[Written request]: Rescale every row below: reproduce all of its lines, requests included, with each coordinate in the answers multiplied by 0.6 and rounded to a whole number, halves rounded up.

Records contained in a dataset
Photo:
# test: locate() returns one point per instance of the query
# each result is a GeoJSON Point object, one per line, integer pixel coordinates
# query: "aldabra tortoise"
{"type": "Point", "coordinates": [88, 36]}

[Answer in full]:
Photo:
# test: locate() returns one point per instance of the query
# each result is a GeoJSON Point object, one per line, integer pixel coordinates
# query: "aldabra tortoise"
{"type": "Point", "coordinates": [53, 22]}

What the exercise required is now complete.